**TO-DO ITEM**: Repeat every line of the listing below, from the line containing "Give the exact" down to the line containing "box: [355, 319, 683, 675]", with both of those lines included.

[Saved data entries]
• • • • • • •

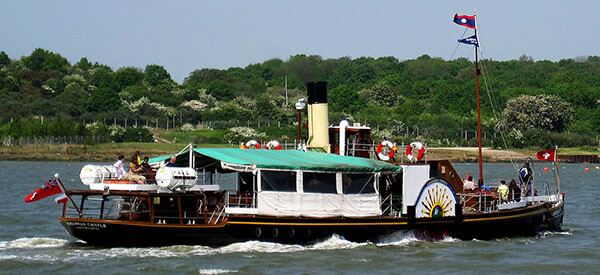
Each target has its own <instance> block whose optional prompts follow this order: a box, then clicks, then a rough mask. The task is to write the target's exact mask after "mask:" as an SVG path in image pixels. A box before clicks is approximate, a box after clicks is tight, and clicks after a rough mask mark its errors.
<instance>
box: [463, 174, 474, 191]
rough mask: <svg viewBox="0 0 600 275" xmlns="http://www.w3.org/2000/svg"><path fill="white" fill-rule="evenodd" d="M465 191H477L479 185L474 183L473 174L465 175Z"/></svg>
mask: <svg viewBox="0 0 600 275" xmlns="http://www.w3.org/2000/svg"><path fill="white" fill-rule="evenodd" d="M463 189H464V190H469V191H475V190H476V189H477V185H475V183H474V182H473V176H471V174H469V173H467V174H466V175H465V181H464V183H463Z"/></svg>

• • • • • • •

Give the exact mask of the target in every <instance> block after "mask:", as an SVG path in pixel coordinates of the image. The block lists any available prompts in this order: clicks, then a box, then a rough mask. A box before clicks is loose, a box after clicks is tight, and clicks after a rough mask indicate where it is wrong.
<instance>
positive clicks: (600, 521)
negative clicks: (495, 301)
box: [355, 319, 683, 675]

• • • • • • •

**TASK RESPONSE**:
Give the exact mask of the target in every <instance> block after "mask:", as an SVG path in pixel coordinates of the image. The block lists any available prompts in this order: clicks, then a box, then a rough mask. A box before clicks is loose, a box after clicks is tight, and clicks after a rough mask indicate where it is wrong.
<instance>
positive clicks: (600, 521)
negative clicks: (495, 301)
box: [355, 319, 683, 675]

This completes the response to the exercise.